Task set.
(A) In the article on tech innovation beyond Silicon Valley, who hosts Spark?
(B) Name every Silicon Valley figure that the article on tech innovation beyond Silicon Valley mentions.
(C) Write the next part of the article on tech innovation beyond Silicon Valley, picking up right after its final sentence.

Passage.
»»

Move over, Silicon Valley — the new centres of innovation are in Africa, says author
Projects in Africa offer new, more inclusive models of designing tech
When you think about technological innovators and disrupters, people like Silicon Valley's Mark Zuckerberg, Elon Musk and Jack Dorsey naturally come to mind.
According to author Ramesh Srinivasan, the innovators creating the technologies of the future aren't coming out of the wealthy campuses of Silicon Valley, but instead from the developing nations of Africa, Latin America and Asia.
"The dominant majority of technology users, even Facebook and Google users, aren't in Canada. They're not in the United States. They're not even in Europe," Srinivasan told Spark host Nora Young.
"They're in the continents of the global south."
In his book Beyond the Valley: How Innovators Around the World are Overcoming Inequality and Creating the Technologies of Tomorrow, Srinivasan highlights forward-thinking projects around the world that he says wealthier tech nations can learn from.
"I'm not trying to exoticize this, but the constraints people face actually force a type of innovation, a type of creativity that would not be possible if you simply thought you had infinite access to resources," he said.

««

[Natural language descriptions of regions]

»»

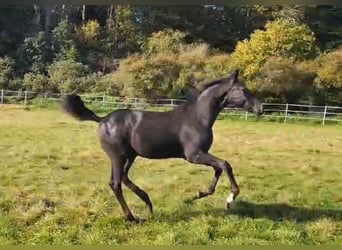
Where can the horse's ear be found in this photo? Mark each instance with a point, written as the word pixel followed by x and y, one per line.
pixel 194 92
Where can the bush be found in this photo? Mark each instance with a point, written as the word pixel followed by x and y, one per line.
pixel 66 76
pixel 329 73
pixel 281 38
pixel 6 71
pixel 148 78
pixel 36 82
pixel 167 40
pixel 283 78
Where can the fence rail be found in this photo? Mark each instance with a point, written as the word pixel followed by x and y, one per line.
pixel 280 111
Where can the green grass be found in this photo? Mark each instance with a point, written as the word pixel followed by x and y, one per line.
pixel 54 186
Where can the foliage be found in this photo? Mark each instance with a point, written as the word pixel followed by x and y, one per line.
pixel 329 69
pixel 34 55
pixel 283 78
pixel 66 76
pixel 167 40
pixel 90 31
pixel 64 41
pixel 148 77
pixel 281 38
pixel 36 82
pixel 6 71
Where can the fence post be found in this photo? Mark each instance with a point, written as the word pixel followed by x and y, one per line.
pixel 286 111
pixel 2 97
pixel 25 98
pixel 324 114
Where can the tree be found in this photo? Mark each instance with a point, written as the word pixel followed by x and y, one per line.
pixel 6 71
pixel 66 76
pixel 166 40
pixel 281 38
pixel 284 79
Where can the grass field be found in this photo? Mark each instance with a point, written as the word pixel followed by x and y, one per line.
pixel 54 186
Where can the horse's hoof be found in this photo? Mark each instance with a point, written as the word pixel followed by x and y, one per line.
pixel 131 218
pixel 229 200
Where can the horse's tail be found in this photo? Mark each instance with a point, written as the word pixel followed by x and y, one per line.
pixel 74 106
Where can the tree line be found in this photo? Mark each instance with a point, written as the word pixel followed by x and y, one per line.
pixel 284 53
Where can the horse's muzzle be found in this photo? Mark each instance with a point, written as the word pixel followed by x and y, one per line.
pixel 257 107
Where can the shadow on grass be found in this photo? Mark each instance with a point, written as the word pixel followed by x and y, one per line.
pixel 245 209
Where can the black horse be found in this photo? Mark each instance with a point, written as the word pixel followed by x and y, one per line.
pixel 184 132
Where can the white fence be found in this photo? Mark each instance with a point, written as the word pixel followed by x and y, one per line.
pixel 281 112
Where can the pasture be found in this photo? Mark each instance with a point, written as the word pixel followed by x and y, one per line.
pixel 54 186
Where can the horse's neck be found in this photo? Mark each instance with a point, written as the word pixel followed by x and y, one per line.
pixel 207 114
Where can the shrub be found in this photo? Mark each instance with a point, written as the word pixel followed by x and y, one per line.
pixel 6 71
pixel 281 38
pixel 66 76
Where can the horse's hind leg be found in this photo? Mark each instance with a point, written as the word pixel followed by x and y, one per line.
pixel 138 191
pixel 211 188
pixel 219 165
pixel 115 184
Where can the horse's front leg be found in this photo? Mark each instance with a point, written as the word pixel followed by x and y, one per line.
pixel 219 165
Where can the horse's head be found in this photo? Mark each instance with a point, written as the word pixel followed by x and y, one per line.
pixel 228 91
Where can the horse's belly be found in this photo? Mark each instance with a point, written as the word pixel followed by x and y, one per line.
pixel 155 147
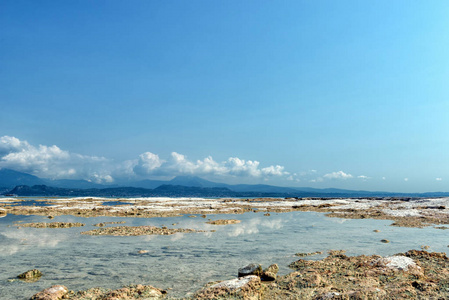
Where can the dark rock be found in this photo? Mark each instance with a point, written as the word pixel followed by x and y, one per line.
pixel 251 269
pixel 269 274
pixel 55 292
pixel 31 275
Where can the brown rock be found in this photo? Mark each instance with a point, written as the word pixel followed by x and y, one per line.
pixel 31 275
pixel 223 222
pixel 55 292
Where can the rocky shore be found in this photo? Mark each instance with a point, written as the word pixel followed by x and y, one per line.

««

Answers by item.
(A) Nora Young

(B) Mark Zuckerberg, Elon Musk, Jack Dorsey

(C)
Recycling electronic waste into new products
About 50 million tonnes of electronic waste are produced every year, according to a World Economic Forum report, and much of that is exported to developing nations.
Innovators in places like Kenya are taking these discarded tech products and repairing them, rewiring them or reconstructing them into entirely new items.
"They're giving [discarded technologies] new forms of life, and that's what innovation actually is," Srinivasan said.
An organization based in Nairobi called Africa Born 3D, or AB3D, produces high-quality 3D printers using salvaged electronic waste, and then sells them domestically for a fraction of the price of comparable models from the West.
In fact, Srinivasan says, the AB3D-built technology often outperforms Western and Chinese 3D printers because they're built by locals who have an understanding of the challenges and needs of their own communities.
Designing better products through 'broken worlds thinking'
Srinivisan explains that this contextual knowledge is important when it comes to innovation. He refers to "broken worlds thinking," an idea that you have to design something for a world in which some things don't necessarily work the way you expect.
"This kind of model of working with the constraints of a place to build innovations that work for that place that can travel from Africa to other parts of the world is kind of incredible," he said.
The Nairobi-based project BRCK, which designs Wi-Fi routers with the aim of providing free and accessible internet across Kenya, is an example of this ingenuity.
Constrained by an unreliable power grid but recognizing the opportunities of a sunny climate, the team designed cheap, robust, solar-powered Wi-Fi routers that have been spreading across Kenya. One has even been set up in a refugee camp.
"[They're] designed for the environment, designed for the Nairobi environment, designed for the African environment, the physical environment, to last there," Srinivisan said.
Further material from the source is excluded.